The Postal Service's proposed 1.741% average postage rate increase package was recently approved by the Postal Regulatory Commission and will go into effect on April 17. Consistent with the Postal Accountability and Enhancement Act of 2006, mailers will see postage increases that are inflation-based (discounting the loop-hole that ignored deflation) and predictable.

Unlike the good old days of omnibus rate increase proposals that were quite large and took forever to hammer out at the Postal Rate Commission, this increase is just the opposite. It's not so large that it busts budgets, and it didn't take months to fight over. As we've said before, the new inflation-based rate making system is far superior to the old cost of service model.

Of course mailers are not out of the woods yet on the 5.6% exigent rate increase proposal that is under review in court.

Oral arguments are scheduled for March 15 and a decision is expected in the spring. We don't believe that new Postmaster General Pat Donahoe wants to implement that 5.6% increase if the court sides with the Postal Service, but the decision rests with the entire Postal Service Board of Governors, not just the Postmaster General.

We hope that the Board of Governors, which authorized the proposed 5.6% exigent increase, has changed its mind about the wisdom of the increase. Last year's skirmish over the ill-advised exigent rate increase proposal is not one that mailers or the Postal Service should want to revisit.
Budget Proposal Recognizes Postal Financial Problem
Although it's not the proposal requested by the entire postal community, President Obama's FY2012 budget proposal to Congress does recognize there's a postal problem. That's at least a start in the effort to engage the Administration to address the Postal Service's financial crisis. As the Alliance and four other mailer groups wrote to the President on February 7, he should direct the Office of Personnel Management to fix the financial problem administratively. Such a solution would help recreate lost jobs at a time the country sorely needs them.
The President's budget proposal regarding the Postal Service included the following.
"The Administration recognizes the enormous value of the Postal Service to the Nation's commerce and communications, as well as the urgent need for reform to ensure the future viability of USPS. Therefore, the Budget proposes specific short-term financial relief measures, grounded in principles of fiscal responsibility as well as sound financial management, and the Administration will work with the Congress and postal stakeholders to secure necessary reforms. As to the structure of relief, the Budget would improve USPS financial condition by returning to USPS surplus amounts it has paid into its OPM account for its share of Federal Employee Retirement System costs. OPM has determined this surplus is approximately $6.9 billion, which would be paid back to USPS over 30 years, including an estimated $550 million in 2011. Secondly, the Budget proposes to restructure USPS retiree health benefits payments that were specified by the 2006 Postal Act. This change would still prudently pre-fund retiree liabilities, but on an accruing cost basis rather than the arbitrary amounts fixed in current law, which do not allow for the dramatic shifts in demand or workforce size that USPS has experienced in recent years. This restructuring and near-term deferral would provide USPS with $4 billion in temporary financial relief in 2011.

SUPPLIED MATERIAL
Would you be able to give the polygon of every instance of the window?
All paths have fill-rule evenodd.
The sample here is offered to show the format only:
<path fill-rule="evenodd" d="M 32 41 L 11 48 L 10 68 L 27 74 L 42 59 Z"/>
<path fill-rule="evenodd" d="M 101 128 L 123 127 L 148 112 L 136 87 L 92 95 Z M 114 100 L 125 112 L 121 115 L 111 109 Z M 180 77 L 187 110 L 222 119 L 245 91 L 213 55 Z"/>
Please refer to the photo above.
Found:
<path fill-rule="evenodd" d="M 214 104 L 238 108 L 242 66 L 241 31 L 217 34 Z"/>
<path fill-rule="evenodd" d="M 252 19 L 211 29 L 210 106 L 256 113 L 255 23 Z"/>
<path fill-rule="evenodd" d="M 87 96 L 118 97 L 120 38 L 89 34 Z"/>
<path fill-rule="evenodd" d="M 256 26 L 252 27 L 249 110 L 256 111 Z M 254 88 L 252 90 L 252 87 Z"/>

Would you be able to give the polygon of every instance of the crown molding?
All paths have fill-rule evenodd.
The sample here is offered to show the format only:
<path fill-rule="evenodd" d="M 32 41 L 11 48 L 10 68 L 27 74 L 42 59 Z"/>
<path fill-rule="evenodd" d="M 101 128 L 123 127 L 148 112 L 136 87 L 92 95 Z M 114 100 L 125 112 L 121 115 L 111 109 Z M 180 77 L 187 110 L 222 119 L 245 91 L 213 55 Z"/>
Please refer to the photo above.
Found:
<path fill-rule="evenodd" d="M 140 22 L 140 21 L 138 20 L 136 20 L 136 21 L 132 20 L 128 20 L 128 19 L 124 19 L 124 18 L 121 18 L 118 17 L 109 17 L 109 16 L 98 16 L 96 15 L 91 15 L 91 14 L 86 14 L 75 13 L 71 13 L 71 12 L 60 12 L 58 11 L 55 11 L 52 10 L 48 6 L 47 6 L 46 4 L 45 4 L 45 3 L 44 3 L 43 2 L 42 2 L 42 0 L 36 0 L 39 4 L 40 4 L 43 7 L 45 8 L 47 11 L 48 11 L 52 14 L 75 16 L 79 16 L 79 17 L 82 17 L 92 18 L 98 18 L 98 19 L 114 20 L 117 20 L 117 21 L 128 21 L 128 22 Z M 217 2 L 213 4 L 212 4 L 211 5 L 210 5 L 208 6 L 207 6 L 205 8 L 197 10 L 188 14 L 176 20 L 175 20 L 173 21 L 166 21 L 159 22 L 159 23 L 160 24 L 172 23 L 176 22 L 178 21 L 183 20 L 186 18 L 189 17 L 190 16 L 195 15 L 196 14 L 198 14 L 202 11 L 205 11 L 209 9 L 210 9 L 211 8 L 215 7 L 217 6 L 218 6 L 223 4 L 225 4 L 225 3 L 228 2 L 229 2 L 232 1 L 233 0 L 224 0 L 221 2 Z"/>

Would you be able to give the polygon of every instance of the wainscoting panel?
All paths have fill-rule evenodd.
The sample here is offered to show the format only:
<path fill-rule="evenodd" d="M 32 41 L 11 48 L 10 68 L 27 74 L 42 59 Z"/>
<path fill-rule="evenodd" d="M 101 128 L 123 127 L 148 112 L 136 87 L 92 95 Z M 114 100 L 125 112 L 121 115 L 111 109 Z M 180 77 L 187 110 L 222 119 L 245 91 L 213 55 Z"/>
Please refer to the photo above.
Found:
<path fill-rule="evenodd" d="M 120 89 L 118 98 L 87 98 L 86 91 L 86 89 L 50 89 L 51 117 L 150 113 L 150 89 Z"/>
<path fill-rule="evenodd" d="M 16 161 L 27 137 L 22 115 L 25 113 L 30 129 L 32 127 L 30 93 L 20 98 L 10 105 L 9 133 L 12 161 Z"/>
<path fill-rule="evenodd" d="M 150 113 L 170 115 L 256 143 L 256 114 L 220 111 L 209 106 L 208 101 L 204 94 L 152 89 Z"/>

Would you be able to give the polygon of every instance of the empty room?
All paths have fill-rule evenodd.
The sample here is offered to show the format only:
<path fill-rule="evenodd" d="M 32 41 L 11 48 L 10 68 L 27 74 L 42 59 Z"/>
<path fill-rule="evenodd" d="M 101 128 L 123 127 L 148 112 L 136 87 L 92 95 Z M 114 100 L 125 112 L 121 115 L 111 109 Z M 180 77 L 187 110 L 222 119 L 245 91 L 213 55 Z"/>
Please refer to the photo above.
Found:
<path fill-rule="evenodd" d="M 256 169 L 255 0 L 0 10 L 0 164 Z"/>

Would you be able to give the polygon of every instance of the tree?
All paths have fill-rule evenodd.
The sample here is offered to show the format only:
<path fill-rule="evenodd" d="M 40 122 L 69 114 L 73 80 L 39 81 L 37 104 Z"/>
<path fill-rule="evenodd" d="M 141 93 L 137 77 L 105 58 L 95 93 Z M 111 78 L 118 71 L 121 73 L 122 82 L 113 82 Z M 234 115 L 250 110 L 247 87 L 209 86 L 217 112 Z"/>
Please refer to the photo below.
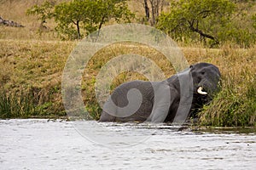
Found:
<path fill-rule="evenodd" d="M 84 29 L 86 34 L 100 30 L 112 19 L 130 22 L 132 17 L 125 0 L 73 0 L 55 8 L 56 30 L 62 37 L 67 35 L 70 39 L 80 39 Z"/>
<path fill-rule="evenodd" d="M 149 2 L 149 3 L 148 3 Z M 151 26 L 155 26 L 157 18 L 163 11 L 166 0 L 143 0 L 143 4 L 145 9 L 146 20 L 150 20 Z M 150 18 L 150 8 L 151 8 L 151 18 Z"/>
<path fill-rule="evenodd" d="M 45 28 L 44 24 L 46 20 L 51 19 L 54 14 L 54 7 L 55 1 L 45 1 L 41 5 L 34 5 L 26 10 L 28 15 L 38 15 L 38 20 L 40 20 L 40 29 Z"/>
<path fill-rule="evenodd" d="M 180 0 L 171 3 L 171 11 L 160 14 L 157 27 L 176 38 L 210 39 L 218 43 L 218 33 L 231 21 L 236 4 L 229 0 Z"/>

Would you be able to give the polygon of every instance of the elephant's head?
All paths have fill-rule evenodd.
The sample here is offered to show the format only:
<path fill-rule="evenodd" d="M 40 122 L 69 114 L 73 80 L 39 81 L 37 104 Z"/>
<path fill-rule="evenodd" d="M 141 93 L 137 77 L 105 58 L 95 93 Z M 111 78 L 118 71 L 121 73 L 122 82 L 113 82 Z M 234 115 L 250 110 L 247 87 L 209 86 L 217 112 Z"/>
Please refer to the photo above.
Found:
<path fill-rule="evenodd" d="M 208 63 L 198 63 L 190 65 L 194 83 L 194 99 L 197 103 L 207 103 L 218 91 L 220 72 L 217 66 Z"/>

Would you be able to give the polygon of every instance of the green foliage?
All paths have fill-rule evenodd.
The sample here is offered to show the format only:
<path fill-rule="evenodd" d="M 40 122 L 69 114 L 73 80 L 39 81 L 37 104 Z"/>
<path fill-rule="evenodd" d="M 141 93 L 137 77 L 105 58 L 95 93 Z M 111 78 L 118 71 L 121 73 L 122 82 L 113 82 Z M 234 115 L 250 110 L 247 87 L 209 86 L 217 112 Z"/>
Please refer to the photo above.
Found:
<path fill-rule="evenodd" d="M 55 1 L 44 1 L 41 5 L 34 5 L 26 10 L 28 15 L 38 15 L 38 20 L 41 21 L 41 26 L 46 23 L 46 20 L 51 19 L 54 14 L 54 6 Z"/>
<path fill-rule="evenodd" d="M 253 20 L 253 26 L 256 30 L 256 14 L 253 15 L 252 20 Z"/>
<path fill-rule="evenodd" d="M 170 12 L 160 14 L 157 27 L 177 40 L 203 41 L 212 46 L 232 41 L 247 47 L 255 42 L 256 32 L 236 24 L 247 20 L 244 8 L 230 0 L 173 1 Z"/>
<path fill-rule="evenodd" d="M 237 91 L 231 77 L 224 80 L 222 91 L 200 113 L 202 125 L 217 127 L 256 126 L 256 79 L 246 81 L 246 89 Z"/>
<path fill-rule="evenodd" d="M 111 19 L 130 21 L 134 14 L 125 0 L 73 0 L 55 6 L 56 30 L 64 39 L 80 39 L 81 30 L 89 34 L 100 30 Z"/>
<path fill-rule="evenodd" d="M 0 94 L 0 118 L 28 117 L 29 115 L 39 115 L 33 102 L 32 94 L 21 93 L 8 94 L 2 91 Z"/>

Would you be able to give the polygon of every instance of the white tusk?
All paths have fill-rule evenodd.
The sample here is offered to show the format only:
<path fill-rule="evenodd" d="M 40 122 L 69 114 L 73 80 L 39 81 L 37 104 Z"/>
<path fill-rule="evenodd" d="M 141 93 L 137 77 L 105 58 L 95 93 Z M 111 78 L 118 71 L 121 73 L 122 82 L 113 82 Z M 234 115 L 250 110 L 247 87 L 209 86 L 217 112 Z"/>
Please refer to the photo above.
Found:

TASKS FOR THIS EXERCISE
(1) In the postal rates text, on what date does the 1.741% average postage rate increase go into effect?
(2) Reproduce the part of the postal rates text starting with "Unlike the good" and going on through "review in court.".

RESULTS IN ORDER
(1) April 17

(2)
Unlike the good old days of omnibus rate increase proposals that were quite large and took forever to hammer out at the Postal Rate Commission, this increase is just the opposite. It's not so large that it busts budgets, and it didn't take months to fight over. As we've said before, the new inflation-based rate making system is far superior to the old cost of service model.

Of course mailers are not out of the woods yet on the 5.6% exigent rate increase proposal that is under review in court.